- Work order -
Continue the interview about Simard's seedling experiment from where it stops.

═════ Provided passage ═════

Mike: And can you explain to our audience how Simard was able to determine that?

Erica: You can imagine that these types of studies are really difficult, because you’re trying to track something that happens underground where you can’t really see it. But what she did was she planted seeds of birch and fir and also cedar. And the cedar was a control. And the reason for that is there are a few different kinds of fungi that partner with plants, but the two in question here are called ectomycorrhizal and arbuscular mycorrhizal. And the cedar is with the arbuscular, and the other two are with the ectomycorrhizal. And so the cedar was the control because it shouldn’t be tapping into the same network. So she shaded the fir trees because, in the actual forest, the birch grow really fast and shade out the fir seedlings. And then maybe they’re struggling during that time. And she also enclosed each seedling in a plastic bag. And the reason for that was so that she could control the air that it breathes, basically the type of carbon that it was taking in. And then she administered carbon to the different seedlings. And there are different tracers that you can use for carbon, and one of them has radioactivity to it, and so that one is easy to see. And that’s how then she was able to see. So she gave that one to the birch, and then later she was able to see that it was in fact present in the fir. And then later she dug up the seedlings and the mycorrhizae and ground them up and tested them to verify that the transfer had happened. In subsequent work, she found that when the birch drop their leaves and are less able to get their own resources through photosynthesis, the fir support them in turn.

Mike: And so why is this such a big deal? Why was this such a kind of a striking study?

═════ Data for analysis ═════

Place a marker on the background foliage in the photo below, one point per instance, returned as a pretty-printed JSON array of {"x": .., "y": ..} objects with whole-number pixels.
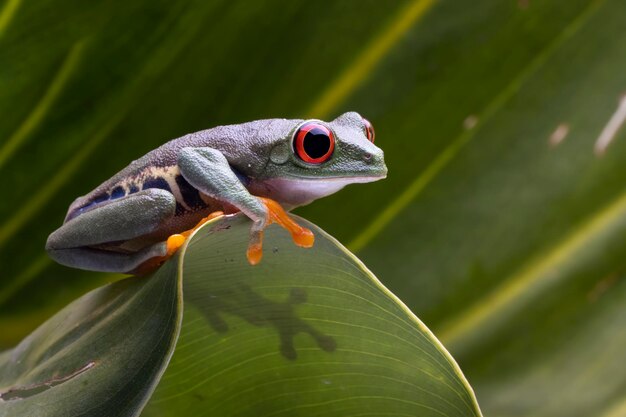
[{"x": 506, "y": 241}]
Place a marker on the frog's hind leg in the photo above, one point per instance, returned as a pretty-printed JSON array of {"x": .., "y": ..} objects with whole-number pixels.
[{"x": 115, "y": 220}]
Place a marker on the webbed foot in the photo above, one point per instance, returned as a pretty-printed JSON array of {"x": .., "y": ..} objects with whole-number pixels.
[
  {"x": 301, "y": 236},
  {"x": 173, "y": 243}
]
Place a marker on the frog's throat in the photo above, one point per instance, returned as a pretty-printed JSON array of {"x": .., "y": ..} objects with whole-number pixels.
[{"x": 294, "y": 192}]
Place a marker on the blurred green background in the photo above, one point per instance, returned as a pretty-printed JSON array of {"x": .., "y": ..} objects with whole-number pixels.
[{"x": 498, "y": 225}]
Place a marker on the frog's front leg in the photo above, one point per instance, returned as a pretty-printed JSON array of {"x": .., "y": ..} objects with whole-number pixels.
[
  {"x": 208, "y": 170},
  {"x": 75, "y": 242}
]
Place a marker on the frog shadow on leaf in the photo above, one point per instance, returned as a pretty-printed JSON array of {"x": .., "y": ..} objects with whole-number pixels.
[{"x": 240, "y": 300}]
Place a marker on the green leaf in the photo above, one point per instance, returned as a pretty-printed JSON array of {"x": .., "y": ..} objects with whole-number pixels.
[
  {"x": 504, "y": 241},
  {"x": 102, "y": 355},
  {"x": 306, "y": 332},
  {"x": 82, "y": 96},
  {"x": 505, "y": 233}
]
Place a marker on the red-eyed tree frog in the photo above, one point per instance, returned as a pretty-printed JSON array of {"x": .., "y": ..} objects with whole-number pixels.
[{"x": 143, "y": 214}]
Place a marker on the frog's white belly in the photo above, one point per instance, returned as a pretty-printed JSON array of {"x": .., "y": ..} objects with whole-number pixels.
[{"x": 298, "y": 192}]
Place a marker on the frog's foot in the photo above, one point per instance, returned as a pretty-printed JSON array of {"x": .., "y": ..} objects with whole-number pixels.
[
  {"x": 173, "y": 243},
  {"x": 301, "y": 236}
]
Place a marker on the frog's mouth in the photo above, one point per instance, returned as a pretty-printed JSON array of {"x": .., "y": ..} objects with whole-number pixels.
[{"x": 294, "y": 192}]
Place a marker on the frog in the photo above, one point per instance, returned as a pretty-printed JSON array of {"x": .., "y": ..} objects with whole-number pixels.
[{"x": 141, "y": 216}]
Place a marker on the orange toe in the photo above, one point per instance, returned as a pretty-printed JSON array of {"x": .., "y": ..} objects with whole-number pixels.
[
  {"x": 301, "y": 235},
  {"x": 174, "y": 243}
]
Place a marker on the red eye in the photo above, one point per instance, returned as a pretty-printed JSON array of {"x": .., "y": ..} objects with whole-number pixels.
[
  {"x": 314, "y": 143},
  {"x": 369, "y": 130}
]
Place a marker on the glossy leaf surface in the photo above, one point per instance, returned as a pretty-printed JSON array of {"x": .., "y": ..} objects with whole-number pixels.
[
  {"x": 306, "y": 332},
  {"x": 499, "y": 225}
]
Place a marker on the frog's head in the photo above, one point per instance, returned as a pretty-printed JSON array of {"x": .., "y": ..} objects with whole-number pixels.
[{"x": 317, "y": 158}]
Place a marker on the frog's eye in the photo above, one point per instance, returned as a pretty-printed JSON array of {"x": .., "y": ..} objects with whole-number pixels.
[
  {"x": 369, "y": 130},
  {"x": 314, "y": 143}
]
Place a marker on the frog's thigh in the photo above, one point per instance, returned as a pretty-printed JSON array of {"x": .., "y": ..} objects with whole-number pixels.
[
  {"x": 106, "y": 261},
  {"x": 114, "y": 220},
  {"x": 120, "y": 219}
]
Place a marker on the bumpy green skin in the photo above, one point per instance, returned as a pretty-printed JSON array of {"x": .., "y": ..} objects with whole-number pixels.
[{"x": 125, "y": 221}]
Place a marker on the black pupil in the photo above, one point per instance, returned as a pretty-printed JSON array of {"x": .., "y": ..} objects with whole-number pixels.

═════
═════ Data for analysis ═════

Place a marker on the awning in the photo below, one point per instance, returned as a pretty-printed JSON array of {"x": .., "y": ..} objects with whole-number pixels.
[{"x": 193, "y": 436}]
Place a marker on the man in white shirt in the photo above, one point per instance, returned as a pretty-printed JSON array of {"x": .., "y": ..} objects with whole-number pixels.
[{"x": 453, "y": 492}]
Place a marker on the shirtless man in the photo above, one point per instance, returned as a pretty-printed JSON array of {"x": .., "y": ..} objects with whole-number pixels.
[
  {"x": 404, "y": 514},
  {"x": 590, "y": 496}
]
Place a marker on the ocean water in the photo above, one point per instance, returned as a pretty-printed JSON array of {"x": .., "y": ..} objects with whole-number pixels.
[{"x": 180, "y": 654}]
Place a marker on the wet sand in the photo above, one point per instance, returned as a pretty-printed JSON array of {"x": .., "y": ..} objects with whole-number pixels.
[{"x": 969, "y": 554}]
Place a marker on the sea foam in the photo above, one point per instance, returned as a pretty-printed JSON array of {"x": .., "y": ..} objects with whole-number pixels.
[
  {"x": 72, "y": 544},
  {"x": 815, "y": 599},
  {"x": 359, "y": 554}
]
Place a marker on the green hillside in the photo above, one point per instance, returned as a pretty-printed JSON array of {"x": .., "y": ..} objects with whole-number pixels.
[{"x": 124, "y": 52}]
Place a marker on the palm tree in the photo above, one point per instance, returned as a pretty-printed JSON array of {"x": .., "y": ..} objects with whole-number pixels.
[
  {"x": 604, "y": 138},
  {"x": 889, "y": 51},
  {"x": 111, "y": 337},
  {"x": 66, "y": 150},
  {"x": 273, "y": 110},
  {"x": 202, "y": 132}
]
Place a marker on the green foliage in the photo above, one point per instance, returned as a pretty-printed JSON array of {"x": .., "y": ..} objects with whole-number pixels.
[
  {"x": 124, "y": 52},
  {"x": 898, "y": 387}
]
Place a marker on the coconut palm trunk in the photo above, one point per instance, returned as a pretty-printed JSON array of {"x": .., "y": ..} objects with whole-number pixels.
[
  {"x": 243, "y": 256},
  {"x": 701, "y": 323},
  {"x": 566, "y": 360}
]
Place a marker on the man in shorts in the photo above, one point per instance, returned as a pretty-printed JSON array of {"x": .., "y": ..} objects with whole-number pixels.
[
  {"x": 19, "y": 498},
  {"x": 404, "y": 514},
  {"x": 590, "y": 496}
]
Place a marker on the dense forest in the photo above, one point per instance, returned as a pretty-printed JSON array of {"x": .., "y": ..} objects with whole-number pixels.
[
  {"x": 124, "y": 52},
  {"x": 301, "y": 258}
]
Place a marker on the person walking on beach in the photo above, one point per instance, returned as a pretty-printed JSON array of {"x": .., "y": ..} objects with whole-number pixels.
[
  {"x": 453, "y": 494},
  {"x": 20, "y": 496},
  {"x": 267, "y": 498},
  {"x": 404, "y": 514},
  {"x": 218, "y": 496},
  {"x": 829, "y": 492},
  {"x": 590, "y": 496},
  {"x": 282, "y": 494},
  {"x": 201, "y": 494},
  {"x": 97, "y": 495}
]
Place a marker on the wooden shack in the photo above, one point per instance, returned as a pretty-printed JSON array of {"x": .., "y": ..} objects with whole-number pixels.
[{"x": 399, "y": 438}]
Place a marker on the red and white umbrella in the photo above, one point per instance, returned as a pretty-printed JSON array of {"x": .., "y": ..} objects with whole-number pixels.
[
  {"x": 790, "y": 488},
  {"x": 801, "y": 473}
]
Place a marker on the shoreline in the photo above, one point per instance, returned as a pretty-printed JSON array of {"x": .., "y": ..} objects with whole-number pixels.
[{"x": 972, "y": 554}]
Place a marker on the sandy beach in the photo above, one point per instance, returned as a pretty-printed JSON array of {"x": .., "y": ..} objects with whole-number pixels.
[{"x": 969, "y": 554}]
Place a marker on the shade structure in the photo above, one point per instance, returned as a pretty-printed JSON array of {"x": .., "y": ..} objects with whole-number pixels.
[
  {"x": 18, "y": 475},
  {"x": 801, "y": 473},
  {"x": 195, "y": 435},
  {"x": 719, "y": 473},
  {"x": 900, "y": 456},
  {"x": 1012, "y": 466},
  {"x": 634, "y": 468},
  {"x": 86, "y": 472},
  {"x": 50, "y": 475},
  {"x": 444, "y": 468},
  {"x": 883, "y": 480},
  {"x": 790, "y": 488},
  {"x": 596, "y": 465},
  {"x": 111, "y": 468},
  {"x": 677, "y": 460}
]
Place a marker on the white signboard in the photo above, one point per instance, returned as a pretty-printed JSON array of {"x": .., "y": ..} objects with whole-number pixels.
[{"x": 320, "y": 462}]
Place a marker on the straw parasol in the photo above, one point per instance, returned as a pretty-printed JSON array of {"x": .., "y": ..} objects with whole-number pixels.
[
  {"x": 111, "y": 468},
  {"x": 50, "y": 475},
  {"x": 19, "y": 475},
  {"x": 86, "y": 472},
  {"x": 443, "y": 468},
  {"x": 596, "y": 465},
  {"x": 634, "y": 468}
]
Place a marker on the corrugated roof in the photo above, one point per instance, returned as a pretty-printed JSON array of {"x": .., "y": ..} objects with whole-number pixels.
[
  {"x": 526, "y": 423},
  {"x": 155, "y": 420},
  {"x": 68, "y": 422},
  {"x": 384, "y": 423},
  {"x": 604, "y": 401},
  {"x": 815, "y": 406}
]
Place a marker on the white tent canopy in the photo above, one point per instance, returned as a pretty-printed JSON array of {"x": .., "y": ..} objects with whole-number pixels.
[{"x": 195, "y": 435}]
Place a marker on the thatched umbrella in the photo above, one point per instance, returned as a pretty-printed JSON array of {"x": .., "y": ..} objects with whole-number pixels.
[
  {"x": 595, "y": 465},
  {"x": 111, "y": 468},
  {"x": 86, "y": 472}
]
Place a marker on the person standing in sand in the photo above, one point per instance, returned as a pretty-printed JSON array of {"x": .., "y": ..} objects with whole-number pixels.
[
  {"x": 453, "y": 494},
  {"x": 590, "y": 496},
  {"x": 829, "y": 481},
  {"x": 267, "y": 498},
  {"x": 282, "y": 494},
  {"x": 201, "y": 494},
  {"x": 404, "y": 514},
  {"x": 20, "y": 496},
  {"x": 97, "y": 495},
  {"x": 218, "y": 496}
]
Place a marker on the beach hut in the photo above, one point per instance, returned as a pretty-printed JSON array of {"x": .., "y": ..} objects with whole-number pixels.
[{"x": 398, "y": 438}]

═════
═════ Data for analysis ═════

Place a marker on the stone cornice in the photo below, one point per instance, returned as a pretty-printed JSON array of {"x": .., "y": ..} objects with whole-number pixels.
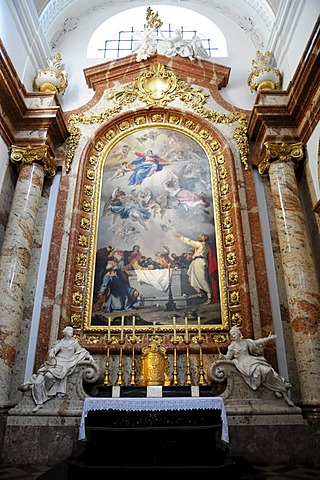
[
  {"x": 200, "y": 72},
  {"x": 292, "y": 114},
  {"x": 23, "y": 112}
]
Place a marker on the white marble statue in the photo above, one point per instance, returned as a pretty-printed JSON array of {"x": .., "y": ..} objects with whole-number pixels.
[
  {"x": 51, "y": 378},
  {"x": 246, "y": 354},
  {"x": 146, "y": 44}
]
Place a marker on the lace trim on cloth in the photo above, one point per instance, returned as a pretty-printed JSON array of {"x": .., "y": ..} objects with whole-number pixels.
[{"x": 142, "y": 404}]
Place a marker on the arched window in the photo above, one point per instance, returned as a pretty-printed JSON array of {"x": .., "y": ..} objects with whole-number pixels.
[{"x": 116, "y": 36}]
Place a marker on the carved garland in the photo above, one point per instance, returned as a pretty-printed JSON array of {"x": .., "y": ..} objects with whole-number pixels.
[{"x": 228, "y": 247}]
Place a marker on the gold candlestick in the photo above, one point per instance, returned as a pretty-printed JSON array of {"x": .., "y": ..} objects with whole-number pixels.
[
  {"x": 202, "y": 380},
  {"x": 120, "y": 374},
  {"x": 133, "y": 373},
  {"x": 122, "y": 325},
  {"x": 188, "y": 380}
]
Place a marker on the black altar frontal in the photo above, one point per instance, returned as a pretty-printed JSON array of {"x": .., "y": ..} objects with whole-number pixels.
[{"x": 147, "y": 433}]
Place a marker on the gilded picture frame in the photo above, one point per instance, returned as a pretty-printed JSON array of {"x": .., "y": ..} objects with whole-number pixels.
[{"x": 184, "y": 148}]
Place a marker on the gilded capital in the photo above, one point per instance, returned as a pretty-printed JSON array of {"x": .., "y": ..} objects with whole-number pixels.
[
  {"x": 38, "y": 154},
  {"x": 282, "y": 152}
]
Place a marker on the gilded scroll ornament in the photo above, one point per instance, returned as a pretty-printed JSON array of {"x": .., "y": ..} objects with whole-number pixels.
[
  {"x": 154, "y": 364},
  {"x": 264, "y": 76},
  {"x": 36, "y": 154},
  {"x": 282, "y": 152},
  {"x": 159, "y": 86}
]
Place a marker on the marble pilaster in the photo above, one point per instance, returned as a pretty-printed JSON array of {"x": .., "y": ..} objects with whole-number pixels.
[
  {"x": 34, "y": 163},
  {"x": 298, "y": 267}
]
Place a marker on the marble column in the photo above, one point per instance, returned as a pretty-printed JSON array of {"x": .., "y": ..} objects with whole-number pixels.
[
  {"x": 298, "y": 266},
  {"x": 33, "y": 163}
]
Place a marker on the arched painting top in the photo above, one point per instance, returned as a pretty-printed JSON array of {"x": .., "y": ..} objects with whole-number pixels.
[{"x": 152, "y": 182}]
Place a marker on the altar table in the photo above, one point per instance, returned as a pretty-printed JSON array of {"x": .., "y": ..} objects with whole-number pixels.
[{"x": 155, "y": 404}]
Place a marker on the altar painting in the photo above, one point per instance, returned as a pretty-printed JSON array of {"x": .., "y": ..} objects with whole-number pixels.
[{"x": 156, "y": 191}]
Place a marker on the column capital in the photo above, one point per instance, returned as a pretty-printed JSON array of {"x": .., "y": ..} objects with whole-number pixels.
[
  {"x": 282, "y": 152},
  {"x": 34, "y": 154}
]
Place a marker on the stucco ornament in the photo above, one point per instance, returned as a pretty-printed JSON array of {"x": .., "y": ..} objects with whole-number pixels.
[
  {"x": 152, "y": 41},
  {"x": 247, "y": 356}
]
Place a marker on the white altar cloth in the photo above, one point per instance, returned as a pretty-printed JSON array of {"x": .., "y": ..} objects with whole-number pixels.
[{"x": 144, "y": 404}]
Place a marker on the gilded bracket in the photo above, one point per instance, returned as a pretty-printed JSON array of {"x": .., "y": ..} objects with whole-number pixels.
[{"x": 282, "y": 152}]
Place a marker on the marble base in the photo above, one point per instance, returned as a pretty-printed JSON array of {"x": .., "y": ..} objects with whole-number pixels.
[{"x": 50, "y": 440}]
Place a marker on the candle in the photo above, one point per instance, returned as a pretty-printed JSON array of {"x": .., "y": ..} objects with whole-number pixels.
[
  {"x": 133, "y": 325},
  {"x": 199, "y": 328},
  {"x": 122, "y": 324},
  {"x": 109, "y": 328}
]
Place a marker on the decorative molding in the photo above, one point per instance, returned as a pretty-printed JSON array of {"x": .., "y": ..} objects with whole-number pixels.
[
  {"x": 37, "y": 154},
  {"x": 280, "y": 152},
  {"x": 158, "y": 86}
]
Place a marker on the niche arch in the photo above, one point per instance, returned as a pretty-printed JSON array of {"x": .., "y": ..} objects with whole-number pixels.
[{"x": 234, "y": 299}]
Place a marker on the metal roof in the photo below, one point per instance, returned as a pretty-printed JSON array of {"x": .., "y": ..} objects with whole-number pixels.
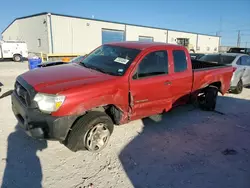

═════

- Output of the task -
Erica: Yeah. In the mainstream culture, where we tend to see landscapes as resources and we want to extract as much as possible to make as much money as possible, people had viewed the trees as resource units and also had this Darwinian view that competition was the main thing driving tree growth. And so with that in mind, the trees they were most interested in were conifers, the money trees like the Douglas fir, and trees like birch and other understory native plants were viewed as competing with these trees for resources. And so the result of that was a practice where they would try to remove these other plants either by cutting them or by poisoning them with herbicides. And so the idea that plants might instead be cooperating and sharing resources with each other is very much at odds with this view. And in fact, there were some root diseases that people were seeing in these replanted plantations of one or two commercial species. In other cases, they just weren’t thriving and they weren’t growing very well. And so it did seem to Simard that there was a problem with business as usual, that it wasn’t working out the way that they thought it would from eliminating the competition. And so that observation is what prompted her to go searching for another way of understanding the forest that might explain why removing the birches actually led the firs to suffer.

Mike: This is the really interesting part that drew me to this piece that she wrote, because I think we should spend some time discussing Simard’s background. She is a forester, and so from that viewpoint it seems like the incentive there would be for that extractive model, but she was actually finding confirmation of the opposite.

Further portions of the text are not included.